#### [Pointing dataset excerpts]
※
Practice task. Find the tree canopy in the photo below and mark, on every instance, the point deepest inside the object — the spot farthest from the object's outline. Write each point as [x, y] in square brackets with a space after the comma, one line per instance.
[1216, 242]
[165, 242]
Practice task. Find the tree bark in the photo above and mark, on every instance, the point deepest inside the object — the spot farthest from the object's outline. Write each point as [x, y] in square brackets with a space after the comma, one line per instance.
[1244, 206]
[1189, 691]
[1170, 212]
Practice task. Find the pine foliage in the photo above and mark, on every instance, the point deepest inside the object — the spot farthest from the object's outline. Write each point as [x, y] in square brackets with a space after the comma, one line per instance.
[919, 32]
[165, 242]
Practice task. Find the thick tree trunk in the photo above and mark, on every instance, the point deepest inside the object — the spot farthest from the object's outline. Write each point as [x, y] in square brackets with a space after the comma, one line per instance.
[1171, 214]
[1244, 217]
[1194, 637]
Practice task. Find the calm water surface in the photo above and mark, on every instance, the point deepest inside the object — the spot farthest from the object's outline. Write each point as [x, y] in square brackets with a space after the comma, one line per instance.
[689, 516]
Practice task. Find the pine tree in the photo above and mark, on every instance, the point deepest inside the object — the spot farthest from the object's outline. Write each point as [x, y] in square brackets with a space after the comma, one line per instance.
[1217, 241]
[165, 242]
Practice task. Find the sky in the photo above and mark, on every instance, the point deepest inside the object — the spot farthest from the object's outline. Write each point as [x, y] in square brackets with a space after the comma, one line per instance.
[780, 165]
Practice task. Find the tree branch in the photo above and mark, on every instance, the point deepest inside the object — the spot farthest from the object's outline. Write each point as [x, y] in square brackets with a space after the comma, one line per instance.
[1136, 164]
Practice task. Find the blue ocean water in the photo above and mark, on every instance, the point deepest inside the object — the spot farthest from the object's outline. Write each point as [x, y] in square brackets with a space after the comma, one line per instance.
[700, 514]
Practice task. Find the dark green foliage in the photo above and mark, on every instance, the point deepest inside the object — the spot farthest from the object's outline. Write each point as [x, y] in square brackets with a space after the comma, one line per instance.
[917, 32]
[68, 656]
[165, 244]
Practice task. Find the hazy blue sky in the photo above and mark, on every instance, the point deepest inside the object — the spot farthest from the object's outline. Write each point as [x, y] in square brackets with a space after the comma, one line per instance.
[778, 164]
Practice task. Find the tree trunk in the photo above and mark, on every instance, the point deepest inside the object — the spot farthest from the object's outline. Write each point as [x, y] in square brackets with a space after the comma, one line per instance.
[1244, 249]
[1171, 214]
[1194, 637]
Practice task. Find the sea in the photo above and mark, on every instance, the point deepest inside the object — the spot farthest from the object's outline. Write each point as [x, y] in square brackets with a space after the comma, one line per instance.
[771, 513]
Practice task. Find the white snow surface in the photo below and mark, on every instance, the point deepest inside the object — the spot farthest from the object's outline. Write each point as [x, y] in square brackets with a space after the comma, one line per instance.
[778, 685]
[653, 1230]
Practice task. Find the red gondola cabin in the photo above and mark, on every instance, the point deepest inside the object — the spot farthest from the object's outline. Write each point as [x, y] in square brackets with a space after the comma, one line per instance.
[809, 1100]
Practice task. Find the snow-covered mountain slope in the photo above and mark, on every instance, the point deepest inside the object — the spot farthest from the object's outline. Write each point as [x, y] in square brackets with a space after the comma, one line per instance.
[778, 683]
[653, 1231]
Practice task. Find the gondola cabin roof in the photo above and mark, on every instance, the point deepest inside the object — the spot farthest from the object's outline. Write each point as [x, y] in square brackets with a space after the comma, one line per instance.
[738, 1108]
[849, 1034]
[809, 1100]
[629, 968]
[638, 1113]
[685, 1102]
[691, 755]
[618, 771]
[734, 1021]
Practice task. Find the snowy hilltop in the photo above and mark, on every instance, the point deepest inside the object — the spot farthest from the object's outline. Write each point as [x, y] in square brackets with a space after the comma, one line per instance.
※
#### [WORK TO DO]
Copy out all of the data above line for line, changing nothing.

#### [WRITTEN SOLUTION]
Practice task. Find the tree canopy in the photo below and mark, on every instance, the point deepest inside the object — the spot farthest from the object's outline. Write each point as [x, y] in square brackets with a space after the comma, one line per instance.
[1216, 242]
[165, 242]
Practice task. Find the tree bark in the photo above and mark, on every instance, the point deepest inside the object — the spot farthest from the object's outline. Write each point as [x, y] in square brackets with a space after the comma, one line per instance.
[1244, 206]
[1189, 691]
[1170, 212]
Practice task. Find the pine foliage in the photo above and mark, on every instance, the point deepest inside the object — the spot farthest from the object's outline. Write each point as [x, y] in square brackets with a space after the comma, one line per instance.
[919, 32]
[165, 242]
Practice task. Find the thick tree trunk in the photo above and mark, on every instance, the point deepest inside the object — the spot farthest from the object's outline. Write each point as [x, y] in square brackets with a space after the comma, one line per instance.
[1171, 214]
[1244, 217]
[1194, 637]
Practice task. Find the calm water surface in the photo above and mark, on every instance, the point deepest inside the object — the spot farthest from the object's outline. Write each point as [x, y] in square brackets with a space after the comma, one line per instance.
[689, 516]
Practice task. Find the pine tree in the photo above and mark, on every instance, the point deepest inside the object — the spot farthest from the object's outline. Write each point as [x, y] in square brackets with a space after the comma, one line per instance.
[1217, 241]
[165, 242]
Practice task. Find the sky in the photo above and mark, on every instance, the point deepest inside the object — the spot farthest from the object's outline. Write each point as [x, y] in square brackets with a space after the comma, one line per instance.
[780, 165]
Practice task. Find the tree branch in the photo above and mark, on every instance, the point deepest inside the object — the spot farthest from the object's outline. Write each point as [x, y] in square brackets with a space after the comma, one line per instance.
[1136, 164]
Practice task. Find the blue ocean water in the photo above and mark, on every instance, the point deepest inside the object — the spot farthest from the object's outline. Write each point as [x, y] in square brackets with a space after the comma, one line per instance.
[700, 514]
Practice task. Find the dark green foliage in the photo above and mark, on every instance, the point deepest inside the object — the spot farthest from the object's outline. Write each point as [x, y] in square brackets with a space after the comma, one line per instance.
[917, 32]
[68, 656]
[165, 244]
Practice task. Find the hazy blue sky in the photo above and mark, on every instance, the point deepest inside the object — the spot farthest from the object's outline. Write each point as [x, y] in square brackets with a space after the comma, one line per instance.
[778, 164]
Practice task. Find the tree trunk in the photo above and mark, on every instance, the point deepest inside the object — the spot farthest from the object's outline. Write each point as [x, y] in square brackets with a space after the comma, one line per instance.
[1244, 249]
[1171, 214]
[1194, 637]
Practice task. Find the sea in the photo above and mark, on every instance, the point deepest inside the object — the spot farthest from the object's outline. Write each point as [x, y] in square brackets with a space after the comma, one line per instance.
[771, 513]
Practice task. Find the white snow surface in the photo below and mark, on every instance, the point deepest inside the object — the spot farthest from the object's outline. Write each point as [x, y] in square brackets with a space after the comma, one line per instance.
[778, 685]
[653, 1230]
Practice task. Find the red gondola cabin in the photo above and mark, on every instance, the point deepest inside the object — the spot farthest from the object's outline. Write each point as [x, y] in square brackets with a space after the comma, one line per instance.
[809, 1100]
Practice task. Find the snow-covered mountain slope in the photo above and mark, on every instance, the point deepest inside the object — the spot farthest from the object's outline. Write each point as [x, y] in square brackets with a space after the comma, one line per instance.
[778, 683]
[653, 1231]
Practice task. Find the gondola cabin roof in the photo above and mark, on every instance, the point deepest inside the object — the spot farthest from the object's outline. Write each point as [x, y] in square brackets with a space after the comma, one line per instance.
[738, 1108]
[849, 1034]
[809, 1100]
[629, 968]
[638, 1113]
[685, 1102]
[691, 755]
[618, 771]
[734, 1021]
Practice task. Find the snowy hilltop in the photo above and mark, on every instance, the point deepest inside the object — the spot farthest from the object's outline. Write each point as [x, y] in square brackets with a space after the comma, one line per instance.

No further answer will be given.